++++ Entries shown ++++

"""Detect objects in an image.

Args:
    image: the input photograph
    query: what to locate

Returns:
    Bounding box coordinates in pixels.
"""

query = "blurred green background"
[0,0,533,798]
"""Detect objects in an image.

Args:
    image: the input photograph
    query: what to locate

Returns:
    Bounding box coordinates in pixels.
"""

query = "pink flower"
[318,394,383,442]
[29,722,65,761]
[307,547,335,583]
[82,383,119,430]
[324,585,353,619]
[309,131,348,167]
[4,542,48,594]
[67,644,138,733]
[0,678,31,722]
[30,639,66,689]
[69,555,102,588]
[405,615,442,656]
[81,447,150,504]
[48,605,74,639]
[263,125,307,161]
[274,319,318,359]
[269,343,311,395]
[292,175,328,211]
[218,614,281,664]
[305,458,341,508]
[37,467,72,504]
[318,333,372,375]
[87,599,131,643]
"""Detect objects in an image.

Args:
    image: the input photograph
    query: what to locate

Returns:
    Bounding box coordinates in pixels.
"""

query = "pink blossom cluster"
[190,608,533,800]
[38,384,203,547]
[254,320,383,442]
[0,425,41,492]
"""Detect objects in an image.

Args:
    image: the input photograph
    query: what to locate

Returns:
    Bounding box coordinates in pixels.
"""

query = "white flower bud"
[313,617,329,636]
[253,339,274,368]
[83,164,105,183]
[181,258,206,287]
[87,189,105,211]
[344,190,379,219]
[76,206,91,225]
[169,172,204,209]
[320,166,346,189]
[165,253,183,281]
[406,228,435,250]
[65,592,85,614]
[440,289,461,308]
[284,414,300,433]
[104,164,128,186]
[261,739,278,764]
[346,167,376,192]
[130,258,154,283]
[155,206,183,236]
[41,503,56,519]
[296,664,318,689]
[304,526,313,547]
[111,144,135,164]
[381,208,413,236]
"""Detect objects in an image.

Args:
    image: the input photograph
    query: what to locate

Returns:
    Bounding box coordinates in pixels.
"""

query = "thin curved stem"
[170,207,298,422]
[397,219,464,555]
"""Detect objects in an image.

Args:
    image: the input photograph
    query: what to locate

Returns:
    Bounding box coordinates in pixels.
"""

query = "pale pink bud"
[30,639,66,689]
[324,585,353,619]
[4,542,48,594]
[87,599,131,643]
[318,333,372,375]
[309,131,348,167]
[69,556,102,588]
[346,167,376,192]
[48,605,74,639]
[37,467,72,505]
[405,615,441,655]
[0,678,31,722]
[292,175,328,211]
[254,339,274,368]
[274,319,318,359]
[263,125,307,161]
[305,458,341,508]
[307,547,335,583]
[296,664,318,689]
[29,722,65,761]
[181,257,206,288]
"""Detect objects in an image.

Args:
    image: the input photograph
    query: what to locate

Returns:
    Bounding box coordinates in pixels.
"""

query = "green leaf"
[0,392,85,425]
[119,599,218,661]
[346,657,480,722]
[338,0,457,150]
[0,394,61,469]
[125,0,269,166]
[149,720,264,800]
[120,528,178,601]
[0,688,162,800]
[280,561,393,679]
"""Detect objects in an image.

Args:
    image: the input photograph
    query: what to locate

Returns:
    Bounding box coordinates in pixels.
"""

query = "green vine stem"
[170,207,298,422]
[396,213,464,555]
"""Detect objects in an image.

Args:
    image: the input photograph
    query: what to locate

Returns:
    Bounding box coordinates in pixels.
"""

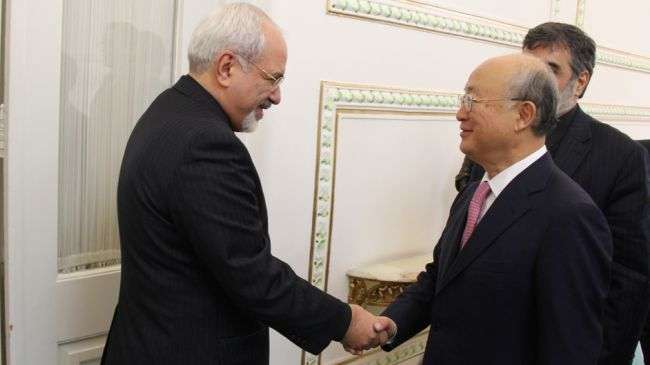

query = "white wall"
[186,0,650,364]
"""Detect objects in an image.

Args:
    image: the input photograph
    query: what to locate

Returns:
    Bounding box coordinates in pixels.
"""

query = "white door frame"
[4,0,63,365]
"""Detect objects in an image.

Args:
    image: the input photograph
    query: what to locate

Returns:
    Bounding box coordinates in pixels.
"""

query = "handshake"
[341,304,397,355]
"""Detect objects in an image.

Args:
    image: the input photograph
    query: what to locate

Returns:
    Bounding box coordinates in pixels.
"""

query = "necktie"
[460,181,491,249]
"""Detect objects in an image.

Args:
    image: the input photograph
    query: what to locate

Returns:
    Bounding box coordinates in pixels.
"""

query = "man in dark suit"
[458,23,650,365]
[102,4,394,365]
[383,55,611,365]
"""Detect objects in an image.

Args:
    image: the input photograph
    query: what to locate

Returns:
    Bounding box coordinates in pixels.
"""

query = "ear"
[515,100,537,133]
[212,51,237,87]
[575,71,591,99]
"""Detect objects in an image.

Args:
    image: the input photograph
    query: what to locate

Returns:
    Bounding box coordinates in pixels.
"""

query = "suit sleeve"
[535,202,612,365]
[602,145,650,362]
[168,128,351,354]
[382,243,441,351]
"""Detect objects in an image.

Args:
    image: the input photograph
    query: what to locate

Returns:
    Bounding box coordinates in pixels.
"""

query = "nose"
[269,85,282,105]
[456,105,469,122]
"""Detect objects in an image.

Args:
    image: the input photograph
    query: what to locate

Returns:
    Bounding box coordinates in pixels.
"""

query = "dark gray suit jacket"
[458,106,650,365]
[384,154,612,365]
[102,76,351,365]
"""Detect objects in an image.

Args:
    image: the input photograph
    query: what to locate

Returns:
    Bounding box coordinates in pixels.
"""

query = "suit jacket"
[102,76,351,365]
[460,106,650,365]
[384,154,612,365]
[637,139,650,365]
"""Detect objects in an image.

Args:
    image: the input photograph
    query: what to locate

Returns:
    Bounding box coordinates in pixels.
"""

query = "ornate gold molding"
[302,81,650,365]
[302,81,458,365]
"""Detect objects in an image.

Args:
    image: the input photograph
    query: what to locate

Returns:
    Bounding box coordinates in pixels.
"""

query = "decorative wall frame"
[302,81,458,365]
[326,0,650,73]
[580,103,650,118]
[302,81,650,365]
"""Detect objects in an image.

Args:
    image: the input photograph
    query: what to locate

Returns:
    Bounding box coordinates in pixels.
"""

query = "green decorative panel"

++++

### [Written problem]
Gather each line in the records that contains the word "white", and write those lines out in order.

### [Answer for this exercise]
query = "white flower bud"
query = "white wall"
query = "white door frame"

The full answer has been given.